DIRECTIONS
Answer these questions from the article on Singapore public housing:
1. In what year was the Housing and Development Board set up?
2. About how many flats has the board built since its inception?
3. What percentage of Singaporeans living in HDB flats own them?

STUDY TEXT

------------------------------------------------------------------------

Singapore Public Housing: ‘A Nation of Homeowners’
SINGAPORE ~ Public housing is often associated with poverty-stricken slums and other social ills but Singapore’s high-rise apartment blocks built by the government are an exception.
Known locally as “the heartlands,” these towers dominate the urban city-state’s landscape and are home to more than eight out of 10 Singaporeans.
“Essentially we have housed an entire nation and created a nation of homeowners,” Tay Kim Poh, chief executive officer of the city-state’s Housing and Development Board (HDB), told the AFP newswire in a recent interview.
“I have not seen an organization or country that has achieved this level of home ownership. So we are unique.”
Surrounded by lush greenery, these flats are built within self-contained precincts with easy access to amenities including man-made lakes for water sports like canoeing, and parks for jogging and cycling.
Some include track-and-field stadiums and swimming pools.
Smaller, older HDB complexes that lack these extensive amenities still have shops or a fresh market for meat and vegetables. Schools, libraries and medical facilities complete the heartlands living experience.
Ninety-five percent of Singaporeans living in HDB flats own them. The rest are rented out to low-income earners.
The HDB was set up in 1960, during an acute housing crisis that faced the former British colony when many residents lived in squatter settlements or overcrowded units with poor sanitation.
Since its inception, the HDB has built about 900,000 flats, statistics from the government agency showed.
Newly built HDB flats are priced below market levels, making them markedly more affordable than private condominiums, particularly in a market where prices have soared over the past three years.
A two-bedroom condominium unit can easily cost S$1 million (US$699,000) in sought-after districts.
In contrast, two- and three-bedroom flats offered by HDB last year were priced from $100,000 to $402,000, depending on their size and location. Some are near the business district and offer a sea view.
The HDB’s Home Ownership Programme, created in 1964, offers various schemes to help Singaporeans buy flats, the housing agency says. In June the scheme received a United Nations award for improving transparency, accountability and responsiveness in the public service sector.
A newly married couple planning to buy a resale HDB flat in the open market can get a grant of up to $40,000, for example, said Tay.

------------------------------------------------------------------------

DATASET CONTENT

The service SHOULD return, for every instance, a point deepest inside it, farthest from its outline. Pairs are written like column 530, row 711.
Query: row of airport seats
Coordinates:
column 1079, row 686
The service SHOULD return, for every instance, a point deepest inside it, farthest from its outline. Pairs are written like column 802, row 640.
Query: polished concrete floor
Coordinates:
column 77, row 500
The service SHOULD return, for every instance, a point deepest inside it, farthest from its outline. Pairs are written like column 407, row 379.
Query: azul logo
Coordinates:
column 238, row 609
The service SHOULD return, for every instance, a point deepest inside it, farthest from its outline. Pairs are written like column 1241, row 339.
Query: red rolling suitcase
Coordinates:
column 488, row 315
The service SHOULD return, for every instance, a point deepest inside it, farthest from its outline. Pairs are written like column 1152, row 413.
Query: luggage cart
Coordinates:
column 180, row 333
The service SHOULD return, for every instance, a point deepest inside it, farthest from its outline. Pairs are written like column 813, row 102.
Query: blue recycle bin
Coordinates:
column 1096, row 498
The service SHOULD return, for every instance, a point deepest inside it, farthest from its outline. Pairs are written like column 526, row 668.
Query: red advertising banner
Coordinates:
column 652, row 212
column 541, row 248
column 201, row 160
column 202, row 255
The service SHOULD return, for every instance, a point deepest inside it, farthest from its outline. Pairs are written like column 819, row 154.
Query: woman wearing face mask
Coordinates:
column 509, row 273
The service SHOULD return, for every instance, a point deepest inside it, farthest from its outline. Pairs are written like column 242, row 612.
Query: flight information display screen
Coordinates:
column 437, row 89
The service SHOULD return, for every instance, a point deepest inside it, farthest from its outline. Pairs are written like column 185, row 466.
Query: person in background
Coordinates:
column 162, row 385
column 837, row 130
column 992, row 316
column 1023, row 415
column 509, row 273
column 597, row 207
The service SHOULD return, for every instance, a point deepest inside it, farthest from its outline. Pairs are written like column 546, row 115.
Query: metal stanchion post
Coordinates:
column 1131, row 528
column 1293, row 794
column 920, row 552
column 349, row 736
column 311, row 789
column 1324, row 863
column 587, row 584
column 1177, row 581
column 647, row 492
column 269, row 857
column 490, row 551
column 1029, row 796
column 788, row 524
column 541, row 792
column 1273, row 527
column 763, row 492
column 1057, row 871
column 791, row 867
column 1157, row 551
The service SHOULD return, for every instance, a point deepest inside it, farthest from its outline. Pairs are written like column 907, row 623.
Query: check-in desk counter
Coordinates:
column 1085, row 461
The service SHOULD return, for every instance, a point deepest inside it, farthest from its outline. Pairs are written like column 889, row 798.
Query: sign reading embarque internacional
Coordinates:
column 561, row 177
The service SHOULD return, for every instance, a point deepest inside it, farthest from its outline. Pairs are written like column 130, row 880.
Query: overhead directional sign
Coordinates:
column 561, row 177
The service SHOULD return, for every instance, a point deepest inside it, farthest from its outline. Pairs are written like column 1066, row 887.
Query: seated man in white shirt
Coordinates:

------------------------------------------------------------------------

REPLY
1. 1960
2. About 900,000
3. Ninety-five percent